§ **TÂCHE 1**:
D'après l'extrait du document, qui est en train d'achever l'impression à Genève ?

§ **EXTRAIT DU DOCUMENT**:
□ □ □ □

Quant à la foule de mes autres sottises, les frères Cramer en achèvent l’impression à Genève. Je n’en fais point les honneurs. Ils ont entrepris cette édition[5] à leurs risques et périls, et j’ai eu des raisons pour ne pas vouloir en garder plusieurs exemplaires en ma possession. Ma santé, d’ailleurs, est dans un état si déplorable, que j’évite avec soin tout ce qui pourrait entraîner quelque discussion.

Je fais des vœux, en qualité de bon Français et de serviteur de M.  le maréchal de Richelieu, pour qu’il arrive dans l’île de Minorque avant les Anglais ; et je crois qu’on a beau jeu quand on part de Toulon, et qu’on joue contre des gens qui ne sont pas encore partis de Portsmouth. J’oserais bien penser comme vous, monseigneur, sur Calais ; mais vous avez probablement à la cour quelque Annibal qui croit qu’on ne peut vaincre les Romains que dans Rome#1.

Pardonnez, monseigneur, à un pauvre malade qui peut à peine écrire, et qui vous assure de son tendre respect et de son entier dévouement.

□ □ □ □

§ **Libellés de photos avec cadres**:
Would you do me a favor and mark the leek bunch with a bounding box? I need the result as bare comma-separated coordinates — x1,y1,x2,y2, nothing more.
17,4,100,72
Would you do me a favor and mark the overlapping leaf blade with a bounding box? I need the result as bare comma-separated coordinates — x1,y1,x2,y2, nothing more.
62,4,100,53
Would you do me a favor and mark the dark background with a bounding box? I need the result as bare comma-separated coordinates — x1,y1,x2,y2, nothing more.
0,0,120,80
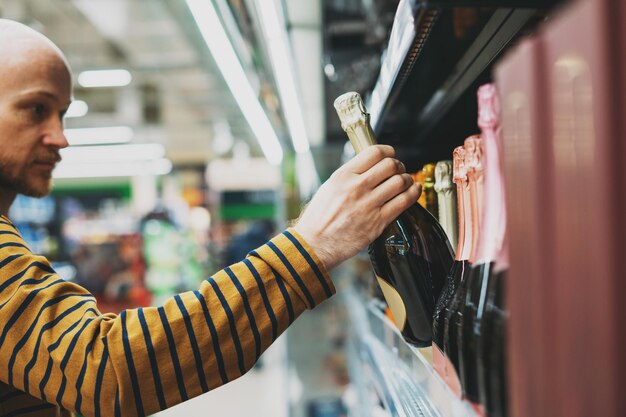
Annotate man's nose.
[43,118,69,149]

□ □ □ □

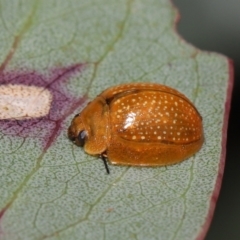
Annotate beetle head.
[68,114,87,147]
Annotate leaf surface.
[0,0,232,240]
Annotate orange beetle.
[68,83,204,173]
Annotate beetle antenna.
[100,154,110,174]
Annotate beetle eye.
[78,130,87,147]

□ □ □ □

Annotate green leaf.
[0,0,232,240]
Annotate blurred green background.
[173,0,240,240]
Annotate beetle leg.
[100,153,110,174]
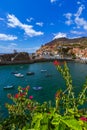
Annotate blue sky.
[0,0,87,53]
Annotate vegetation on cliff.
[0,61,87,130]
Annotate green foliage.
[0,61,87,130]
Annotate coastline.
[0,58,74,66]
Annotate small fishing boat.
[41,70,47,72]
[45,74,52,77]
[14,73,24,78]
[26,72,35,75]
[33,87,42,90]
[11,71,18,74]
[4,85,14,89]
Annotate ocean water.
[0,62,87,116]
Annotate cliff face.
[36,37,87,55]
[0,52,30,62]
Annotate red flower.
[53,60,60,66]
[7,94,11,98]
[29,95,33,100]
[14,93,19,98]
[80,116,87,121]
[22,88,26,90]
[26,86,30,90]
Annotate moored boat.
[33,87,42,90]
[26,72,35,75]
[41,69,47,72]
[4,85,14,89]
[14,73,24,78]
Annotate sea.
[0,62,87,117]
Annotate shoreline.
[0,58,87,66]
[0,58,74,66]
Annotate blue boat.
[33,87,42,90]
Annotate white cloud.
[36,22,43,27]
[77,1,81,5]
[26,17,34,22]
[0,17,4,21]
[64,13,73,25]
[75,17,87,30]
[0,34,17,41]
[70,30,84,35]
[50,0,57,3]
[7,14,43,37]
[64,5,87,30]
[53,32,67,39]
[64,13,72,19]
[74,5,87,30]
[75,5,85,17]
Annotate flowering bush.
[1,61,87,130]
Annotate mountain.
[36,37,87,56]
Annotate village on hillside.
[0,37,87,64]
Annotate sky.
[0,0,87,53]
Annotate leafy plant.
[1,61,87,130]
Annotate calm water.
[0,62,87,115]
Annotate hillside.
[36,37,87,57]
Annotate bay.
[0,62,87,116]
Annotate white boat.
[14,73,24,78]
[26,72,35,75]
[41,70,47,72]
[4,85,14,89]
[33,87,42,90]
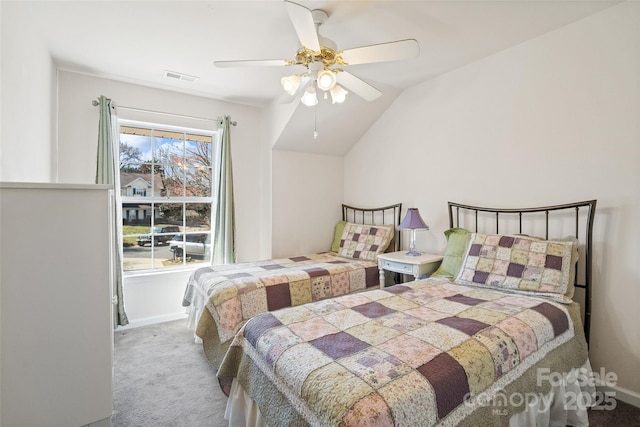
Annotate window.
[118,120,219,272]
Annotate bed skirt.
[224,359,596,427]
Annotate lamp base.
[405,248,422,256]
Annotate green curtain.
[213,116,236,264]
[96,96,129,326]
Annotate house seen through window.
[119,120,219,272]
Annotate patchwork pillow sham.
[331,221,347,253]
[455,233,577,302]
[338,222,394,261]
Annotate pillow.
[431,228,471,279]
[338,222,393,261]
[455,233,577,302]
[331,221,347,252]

□ □ □ □

§ **TÂCHE 2**:
Recopiez à l'identique les lignes de la liste situées entre la ligne qui contient « Annotate house seen through window. » et celle qui contient « [331,221,347,252] », ces deux lignes comprises.

§ **RÉPONSE 1**:
Les frères Cramer.

§ **RÉPONSE 2**:
Annotate house seen through window.
[119,120,219,272]
Annotate patchwork pillow sham.
[331,221,347,253]
[455,233,577,302]
[338,222,394,261]
Annotate pillow.
[431,228,471,279]
[338,222,393,261]
[455,233,577,302]
[331,221,347,252]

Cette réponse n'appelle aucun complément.